Data for review -
Start of Block

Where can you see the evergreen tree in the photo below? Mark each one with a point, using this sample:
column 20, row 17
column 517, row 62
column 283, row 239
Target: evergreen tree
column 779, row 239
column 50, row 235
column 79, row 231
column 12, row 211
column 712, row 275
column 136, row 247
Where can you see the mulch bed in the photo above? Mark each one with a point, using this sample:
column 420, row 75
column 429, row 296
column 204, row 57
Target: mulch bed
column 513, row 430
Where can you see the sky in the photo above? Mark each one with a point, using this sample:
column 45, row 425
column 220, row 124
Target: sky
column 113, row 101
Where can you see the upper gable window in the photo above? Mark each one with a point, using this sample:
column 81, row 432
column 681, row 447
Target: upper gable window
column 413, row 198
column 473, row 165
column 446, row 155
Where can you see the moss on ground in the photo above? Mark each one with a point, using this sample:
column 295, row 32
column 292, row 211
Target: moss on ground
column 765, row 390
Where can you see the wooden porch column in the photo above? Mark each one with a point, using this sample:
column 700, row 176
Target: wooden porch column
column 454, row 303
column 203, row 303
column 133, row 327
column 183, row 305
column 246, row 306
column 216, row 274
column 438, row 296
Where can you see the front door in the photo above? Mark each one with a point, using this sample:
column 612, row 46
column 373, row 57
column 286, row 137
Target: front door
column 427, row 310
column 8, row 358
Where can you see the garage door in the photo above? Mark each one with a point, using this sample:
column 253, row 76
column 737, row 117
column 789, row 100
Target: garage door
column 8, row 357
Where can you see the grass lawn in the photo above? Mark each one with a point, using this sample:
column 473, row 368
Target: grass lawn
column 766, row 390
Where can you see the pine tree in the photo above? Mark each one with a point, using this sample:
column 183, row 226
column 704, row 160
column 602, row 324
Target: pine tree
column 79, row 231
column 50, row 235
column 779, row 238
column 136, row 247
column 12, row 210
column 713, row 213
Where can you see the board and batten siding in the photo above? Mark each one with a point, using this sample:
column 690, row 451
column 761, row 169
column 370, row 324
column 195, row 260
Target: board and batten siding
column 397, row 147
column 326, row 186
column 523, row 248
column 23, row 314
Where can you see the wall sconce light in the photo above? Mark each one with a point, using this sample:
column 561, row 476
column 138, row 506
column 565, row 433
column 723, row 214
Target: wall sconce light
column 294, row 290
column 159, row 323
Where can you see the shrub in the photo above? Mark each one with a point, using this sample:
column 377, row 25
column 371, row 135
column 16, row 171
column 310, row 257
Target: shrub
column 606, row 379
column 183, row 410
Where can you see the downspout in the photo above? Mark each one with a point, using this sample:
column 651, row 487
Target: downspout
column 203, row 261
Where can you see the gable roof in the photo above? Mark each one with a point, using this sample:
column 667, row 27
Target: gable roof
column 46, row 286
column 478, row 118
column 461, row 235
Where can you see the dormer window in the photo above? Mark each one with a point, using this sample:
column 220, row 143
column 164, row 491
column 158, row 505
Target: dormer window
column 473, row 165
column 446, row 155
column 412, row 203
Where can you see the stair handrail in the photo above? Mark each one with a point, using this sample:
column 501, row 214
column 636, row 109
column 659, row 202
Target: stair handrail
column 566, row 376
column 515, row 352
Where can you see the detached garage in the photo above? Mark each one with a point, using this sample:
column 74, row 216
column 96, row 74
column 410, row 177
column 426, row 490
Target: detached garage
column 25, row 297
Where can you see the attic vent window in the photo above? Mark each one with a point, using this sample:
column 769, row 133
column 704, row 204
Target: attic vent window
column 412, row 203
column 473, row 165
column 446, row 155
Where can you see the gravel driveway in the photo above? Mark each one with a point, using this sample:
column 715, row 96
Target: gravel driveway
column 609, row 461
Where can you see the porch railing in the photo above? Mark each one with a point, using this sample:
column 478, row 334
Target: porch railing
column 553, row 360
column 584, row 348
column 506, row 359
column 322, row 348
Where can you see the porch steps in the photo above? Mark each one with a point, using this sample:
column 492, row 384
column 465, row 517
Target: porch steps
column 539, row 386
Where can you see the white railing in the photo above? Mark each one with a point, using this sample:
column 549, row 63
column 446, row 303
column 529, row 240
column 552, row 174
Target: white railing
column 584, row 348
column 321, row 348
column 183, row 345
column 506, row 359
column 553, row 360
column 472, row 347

End of Block

Brief - Reproduce the records above exactly, from the first line through the line containing "Where can you see the sky", and output nothing else.

Response below -
Where can you see the evergreen tree in the photo below? Mark each one with a point, using this sample:
column 20, row 17
column 517, row 62
column 283, row 239
Target: evergreen tree
column 779, row 239
column 50, row 235
column 79, row 231
column 12, row 211
column 712, row 275
column 136, row 247
Where can you see the mulch bed in the photo above? Mark each one with a point, using this sample:
column 420, row 75
column 429, row 296
column 204, row 57
Target: mulch bed
column 513, row 430
Where can you see the sky in the photo above? Mark each one with a point, using this sample:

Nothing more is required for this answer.